═════ Data for this task

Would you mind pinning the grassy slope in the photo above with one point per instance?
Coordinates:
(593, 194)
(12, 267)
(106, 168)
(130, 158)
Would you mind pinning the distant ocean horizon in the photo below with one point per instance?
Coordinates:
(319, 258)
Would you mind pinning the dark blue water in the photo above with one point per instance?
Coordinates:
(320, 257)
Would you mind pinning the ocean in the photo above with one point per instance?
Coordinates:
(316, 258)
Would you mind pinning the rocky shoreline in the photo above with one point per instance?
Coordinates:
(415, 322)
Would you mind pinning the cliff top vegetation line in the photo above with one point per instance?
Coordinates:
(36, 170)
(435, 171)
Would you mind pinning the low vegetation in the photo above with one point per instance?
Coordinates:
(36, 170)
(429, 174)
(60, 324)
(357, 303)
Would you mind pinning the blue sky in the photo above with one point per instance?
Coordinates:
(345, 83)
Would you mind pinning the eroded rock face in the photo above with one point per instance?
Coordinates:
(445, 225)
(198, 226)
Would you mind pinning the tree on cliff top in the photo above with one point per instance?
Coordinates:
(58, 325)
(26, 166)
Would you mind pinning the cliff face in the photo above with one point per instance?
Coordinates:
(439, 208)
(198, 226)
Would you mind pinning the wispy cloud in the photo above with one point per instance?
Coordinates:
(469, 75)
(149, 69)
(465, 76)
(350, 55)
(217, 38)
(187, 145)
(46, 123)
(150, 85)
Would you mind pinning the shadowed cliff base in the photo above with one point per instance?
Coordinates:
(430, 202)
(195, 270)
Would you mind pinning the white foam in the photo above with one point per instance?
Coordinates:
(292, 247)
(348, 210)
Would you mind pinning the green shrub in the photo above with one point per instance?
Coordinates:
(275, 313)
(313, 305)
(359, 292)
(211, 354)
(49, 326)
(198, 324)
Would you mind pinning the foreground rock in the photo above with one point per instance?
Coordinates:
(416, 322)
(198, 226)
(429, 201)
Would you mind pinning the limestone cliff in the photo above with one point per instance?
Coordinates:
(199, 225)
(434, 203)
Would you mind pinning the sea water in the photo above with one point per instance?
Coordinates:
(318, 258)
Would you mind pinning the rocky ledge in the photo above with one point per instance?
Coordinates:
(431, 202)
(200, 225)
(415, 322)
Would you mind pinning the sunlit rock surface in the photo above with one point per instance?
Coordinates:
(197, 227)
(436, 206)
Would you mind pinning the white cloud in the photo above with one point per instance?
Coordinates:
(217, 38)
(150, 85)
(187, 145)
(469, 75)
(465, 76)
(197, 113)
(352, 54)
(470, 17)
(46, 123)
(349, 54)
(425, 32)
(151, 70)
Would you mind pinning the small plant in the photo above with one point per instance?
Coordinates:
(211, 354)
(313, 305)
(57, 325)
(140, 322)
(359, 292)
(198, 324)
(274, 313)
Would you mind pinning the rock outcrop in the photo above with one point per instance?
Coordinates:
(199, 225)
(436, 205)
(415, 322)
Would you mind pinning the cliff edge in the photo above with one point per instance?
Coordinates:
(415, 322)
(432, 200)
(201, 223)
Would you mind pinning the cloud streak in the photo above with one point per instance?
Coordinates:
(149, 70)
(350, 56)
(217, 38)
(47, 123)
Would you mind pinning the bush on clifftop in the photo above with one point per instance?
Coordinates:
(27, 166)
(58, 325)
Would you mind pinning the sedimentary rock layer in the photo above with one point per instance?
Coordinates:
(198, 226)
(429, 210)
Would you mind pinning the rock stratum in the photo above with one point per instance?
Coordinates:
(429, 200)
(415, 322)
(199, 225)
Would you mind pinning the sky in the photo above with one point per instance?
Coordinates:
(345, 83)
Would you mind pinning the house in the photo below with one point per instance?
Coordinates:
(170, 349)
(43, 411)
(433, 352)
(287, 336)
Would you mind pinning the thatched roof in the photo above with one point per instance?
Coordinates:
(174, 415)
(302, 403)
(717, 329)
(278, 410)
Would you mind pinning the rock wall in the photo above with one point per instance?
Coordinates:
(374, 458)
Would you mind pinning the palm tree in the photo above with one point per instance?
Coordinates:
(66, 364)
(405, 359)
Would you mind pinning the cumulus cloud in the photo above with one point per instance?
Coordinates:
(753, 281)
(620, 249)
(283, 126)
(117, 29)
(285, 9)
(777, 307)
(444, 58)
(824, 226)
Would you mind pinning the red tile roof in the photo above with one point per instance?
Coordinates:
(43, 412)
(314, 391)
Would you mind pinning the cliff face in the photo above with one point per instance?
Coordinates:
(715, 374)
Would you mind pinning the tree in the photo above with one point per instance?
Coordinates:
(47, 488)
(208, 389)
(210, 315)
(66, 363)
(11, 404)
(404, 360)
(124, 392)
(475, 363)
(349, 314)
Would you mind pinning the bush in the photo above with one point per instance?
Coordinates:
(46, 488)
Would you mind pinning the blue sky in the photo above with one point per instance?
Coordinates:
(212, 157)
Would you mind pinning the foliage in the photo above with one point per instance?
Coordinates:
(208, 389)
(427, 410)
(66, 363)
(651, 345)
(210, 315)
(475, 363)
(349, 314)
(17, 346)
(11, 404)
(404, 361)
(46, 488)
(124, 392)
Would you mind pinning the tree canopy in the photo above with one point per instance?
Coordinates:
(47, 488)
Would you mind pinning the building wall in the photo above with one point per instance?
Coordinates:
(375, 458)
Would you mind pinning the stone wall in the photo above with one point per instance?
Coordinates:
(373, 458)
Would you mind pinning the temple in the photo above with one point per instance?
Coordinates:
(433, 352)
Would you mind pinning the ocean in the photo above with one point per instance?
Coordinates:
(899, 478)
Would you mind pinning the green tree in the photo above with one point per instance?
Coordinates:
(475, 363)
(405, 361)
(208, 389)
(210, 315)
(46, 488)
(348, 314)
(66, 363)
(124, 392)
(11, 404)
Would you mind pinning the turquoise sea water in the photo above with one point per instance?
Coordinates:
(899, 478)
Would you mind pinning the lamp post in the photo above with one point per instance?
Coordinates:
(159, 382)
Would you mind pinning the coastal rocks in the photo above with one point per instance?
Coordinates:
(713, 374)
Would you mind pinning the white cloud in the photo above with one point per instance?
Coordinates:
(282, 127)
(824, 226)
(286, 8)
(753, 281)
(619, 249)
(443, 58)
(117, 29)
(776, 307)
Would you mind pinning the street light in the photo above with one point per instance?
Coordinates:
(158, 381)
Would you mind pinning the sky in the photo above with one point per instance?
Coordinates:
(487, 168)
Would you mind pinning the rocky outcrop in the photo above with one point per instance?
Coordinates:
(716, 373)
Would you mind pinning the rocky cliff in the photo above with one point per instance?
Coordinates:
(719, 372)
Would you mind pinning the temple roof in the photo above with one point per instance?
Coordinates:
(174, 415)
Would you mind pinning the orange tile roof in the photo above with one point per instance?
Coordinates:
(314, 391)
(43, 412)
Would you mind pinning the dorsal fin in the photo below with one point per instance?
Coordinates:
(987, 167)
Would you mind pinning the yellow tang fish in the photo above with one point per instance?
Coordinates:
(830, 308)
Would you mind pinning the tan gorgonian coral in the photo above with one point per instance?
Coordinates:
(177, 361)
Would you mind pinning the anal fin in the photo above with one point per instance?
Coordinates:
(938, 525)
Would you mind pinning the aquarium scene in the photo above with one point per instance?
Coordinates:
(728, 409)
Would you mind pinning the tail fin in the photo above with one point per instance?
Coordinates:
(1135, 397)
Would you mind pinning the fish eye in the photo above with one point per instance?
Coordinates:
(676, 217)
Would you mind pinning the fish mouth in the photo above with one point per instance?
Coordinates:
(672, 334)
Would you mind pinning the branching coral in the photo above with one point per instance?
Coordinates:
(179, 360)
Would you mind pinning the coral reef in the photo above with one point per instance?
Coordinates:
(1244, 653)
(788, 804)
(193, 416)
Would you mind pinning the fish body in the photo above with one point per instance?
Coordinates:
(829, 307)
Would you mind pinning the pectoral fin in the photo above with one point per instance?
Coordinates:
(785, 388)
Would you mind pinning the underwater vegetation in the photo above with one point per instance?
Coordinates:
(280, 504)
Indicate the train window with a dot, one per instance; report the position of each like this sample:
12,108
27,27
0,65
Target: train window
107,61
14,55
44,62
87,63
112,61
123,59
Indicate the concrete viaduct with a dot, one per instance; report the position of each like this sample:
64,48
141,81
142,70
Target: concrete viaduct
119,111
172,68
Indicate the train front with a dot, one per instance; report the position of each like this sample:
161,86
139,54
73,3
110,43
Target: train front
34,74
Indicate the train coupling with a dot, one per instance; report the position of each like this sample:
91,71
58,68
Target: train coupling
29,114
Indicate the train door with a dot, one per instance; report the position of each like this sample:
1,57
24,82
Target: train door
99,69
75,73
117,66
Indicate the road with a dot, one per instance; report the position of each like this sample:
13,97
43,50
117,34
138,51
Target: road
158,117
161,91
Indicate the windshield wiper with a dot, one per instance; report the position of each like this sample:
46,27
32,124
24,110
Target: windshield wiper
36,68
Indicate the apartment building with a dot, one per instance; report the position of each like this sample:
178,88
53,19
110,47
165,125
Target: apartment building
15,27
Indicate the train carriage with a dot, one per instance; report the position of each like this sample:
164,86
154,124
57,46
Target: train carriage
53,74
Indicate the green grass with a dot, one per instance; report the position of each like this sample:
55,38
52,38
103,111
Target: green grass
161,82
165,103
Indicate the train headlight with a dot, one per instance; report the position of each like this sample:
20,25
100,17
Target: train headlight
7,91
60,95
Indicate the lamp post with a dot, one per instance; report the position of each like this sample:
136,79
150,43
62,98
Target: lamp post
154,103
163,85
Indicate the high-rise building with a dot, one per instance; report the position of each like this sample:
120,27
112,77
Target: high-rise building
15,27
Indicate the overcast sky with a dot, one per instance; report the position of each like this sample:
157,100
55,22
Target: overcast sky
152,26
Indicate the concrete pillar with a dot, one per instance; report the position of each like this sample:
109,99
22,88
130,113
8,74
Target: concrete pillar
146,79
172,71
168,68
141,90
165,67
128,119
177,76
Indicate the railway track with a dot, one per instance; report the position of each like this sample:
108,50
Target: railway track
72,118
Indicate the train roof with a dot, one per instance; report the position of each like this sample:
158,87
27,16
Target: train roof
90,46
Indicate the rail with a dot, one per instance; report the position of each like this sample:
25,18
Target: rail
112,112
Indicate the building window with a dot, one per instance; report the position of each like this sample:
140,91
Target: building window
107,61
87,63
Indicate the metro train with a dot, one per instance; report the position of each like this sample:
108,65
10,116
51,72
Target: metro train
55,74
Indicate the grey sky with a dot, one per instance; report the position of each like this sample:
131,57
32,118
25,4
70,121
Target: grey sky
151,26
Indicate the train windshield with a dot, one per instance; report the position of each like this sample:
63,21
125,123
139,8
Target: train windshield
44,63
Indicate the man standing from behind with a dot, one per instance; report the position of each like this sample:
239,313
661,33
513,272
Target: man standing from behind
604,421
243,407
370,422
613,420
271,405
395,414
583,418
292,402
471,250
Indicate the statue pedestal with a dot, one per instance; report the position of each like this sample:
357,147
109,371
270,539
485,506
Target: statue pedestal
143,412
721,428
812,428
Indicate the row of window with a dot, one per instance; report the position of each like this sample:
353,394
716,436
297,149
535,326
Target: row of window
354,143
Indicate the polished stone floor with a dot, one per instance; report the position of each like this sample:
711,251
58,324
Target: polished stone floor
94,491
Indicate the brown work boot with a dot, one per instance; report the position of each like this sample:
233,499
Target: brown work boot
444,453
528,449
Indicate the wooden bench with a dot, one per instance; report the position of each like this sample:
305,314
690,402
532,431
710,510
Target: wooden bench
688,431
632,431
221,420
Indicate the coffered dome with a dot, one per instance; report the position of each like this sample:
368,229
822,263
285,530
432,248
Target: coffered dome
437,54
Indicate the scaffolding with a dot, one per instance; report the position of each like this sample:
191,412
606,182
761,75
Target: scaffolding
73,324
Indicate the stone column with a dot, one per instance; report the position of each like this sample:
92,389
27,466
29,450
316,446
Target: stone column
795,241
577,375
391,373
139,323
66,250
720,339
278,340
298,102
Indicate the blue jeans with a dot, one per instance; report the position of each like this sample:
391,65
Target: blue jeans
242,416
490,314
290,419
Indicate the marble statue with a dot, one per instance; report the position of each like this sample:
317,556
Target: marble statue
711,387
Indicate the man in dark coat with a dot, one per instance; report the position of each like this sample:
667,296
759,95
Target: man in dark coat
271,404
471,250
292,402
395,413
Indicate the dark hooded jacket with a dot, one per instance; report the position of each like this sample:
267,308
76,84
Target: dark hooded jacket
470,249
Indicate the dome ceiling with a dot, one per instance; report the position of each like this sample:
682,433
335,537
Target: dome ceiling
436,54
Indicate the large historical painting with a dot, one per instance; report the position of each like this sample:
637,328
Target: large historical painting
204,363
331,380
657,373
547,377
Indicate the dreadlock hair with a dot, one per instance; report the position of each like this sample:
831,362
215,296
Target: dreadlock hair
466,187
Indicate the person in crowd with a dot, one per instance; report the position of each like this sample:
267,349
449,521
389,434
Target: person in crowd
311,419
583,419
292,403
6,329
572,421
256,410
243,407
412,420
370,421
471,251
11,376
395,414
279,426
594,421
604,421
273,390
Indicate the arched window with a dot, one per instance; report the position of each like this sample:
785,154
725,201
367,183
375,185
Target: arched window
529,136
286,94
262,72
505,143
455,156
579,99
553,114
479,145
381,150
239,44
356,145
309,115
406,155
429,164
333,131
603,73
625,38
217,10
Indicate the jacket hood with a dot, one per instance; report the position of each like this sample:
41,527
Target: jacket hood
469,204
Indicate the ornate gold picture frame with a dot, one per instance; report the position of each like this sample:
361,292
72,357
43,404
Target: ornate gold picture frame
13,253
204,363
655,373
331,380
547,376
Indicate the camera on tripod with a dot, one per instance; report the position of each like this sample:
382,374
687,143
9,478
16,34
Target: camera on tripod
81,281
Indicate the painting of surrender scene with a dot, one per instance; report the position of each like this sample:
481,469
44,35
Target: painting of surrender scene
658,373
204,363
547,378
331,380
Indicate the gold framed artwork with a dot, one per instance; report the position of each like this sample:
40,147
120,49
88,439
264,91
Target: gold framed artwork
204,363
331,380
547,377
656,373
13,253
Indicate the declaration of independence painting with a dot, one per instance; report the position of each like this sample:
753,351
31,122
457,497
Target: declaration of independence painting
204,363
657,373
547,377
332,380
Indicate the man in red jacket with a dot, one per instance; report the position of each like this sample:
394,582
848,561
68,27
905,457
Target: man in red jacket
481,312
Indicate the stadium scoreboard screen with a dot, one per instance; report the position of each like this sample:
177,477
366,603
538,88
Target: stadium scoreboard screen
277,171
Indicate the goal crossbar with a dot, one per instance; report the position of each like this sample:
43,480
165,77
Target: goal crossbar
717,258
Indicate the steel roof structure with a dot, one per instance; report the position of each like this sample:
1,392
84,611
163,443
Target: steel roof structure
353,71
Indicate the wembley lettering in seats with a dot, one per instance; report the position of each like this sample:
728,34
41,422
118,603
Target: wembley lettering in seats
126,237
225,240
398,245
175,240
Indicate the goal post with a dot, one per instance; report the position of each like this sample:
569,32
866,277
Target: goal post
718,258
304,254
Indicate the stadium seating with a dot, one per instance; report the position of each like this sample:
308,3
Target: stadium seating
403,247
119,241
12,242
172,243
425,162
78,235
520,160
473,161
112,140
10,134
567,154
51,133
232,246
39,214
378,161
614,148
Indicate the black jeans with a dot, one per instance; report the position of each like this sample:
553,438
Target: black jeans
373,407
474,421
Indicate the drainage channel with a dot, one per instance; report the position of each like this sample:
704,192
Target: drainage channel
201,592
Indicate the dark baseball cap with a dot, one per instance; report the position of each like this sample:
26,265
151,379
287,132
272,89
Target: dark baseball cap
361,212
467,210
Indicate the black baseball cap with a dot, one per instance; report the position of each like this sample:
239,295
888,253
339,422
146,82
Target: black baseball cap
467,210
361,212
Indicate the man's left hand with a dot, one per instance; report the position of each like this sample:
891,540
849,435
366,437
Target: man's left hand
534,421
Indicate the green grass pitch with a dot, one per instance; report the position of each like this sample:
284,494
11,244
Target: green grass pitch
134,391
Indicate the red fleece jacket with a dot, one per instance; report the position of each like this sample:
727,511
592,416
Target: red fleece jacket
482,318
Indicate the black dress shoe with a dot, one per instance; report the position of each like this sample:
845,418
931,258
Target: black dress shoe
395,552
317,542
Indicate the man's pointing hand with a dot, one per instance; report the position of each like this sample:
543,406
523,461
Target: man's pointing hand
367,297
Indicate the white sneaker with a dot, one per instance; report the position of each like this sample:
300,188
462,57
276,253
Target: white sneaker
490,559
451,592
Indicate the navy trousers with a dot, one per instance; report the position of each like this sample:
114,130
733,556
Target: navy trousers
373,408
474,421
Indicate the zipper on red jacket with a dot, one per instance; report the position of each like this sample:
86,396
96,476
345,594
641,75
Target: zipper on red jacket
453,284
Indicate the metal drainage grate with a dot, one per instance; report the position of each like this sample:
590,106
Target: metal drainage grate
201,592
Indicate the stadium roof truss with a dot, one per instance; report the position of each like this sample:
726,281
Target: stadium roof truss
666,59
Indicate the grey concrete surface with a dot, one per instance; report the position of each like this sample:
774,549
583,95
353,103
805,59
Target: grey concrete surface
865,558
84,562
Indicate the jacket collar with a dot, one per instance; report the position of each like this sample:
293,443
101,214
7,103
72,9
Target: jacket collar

══════════

The task: Extract, exactly as they appear, the lines from the one containing "Indicate the metal" through the final line.

Problem solution:
Indicate the metal drainage grate with a dot, one per instance; report the position of each like this sample:
590,106
Target: metal drainage grate
201,592
Indicate the stadium roof truss with a dot, one per instance; report the position of each like this sample:
726,281
Target: stadium roof truss
666,59
Indicate the grey concrete surface with a dot, one per instance; report the position of each like this sample:
774,549
583,95
353,103
805,59
Target: grey concrete surface
865,558
84,562
Indicate the jacket collar with a dot, one per instance; report the position of each like this sample:
293,443
101,214
7,103
72,9
Target: jacket collar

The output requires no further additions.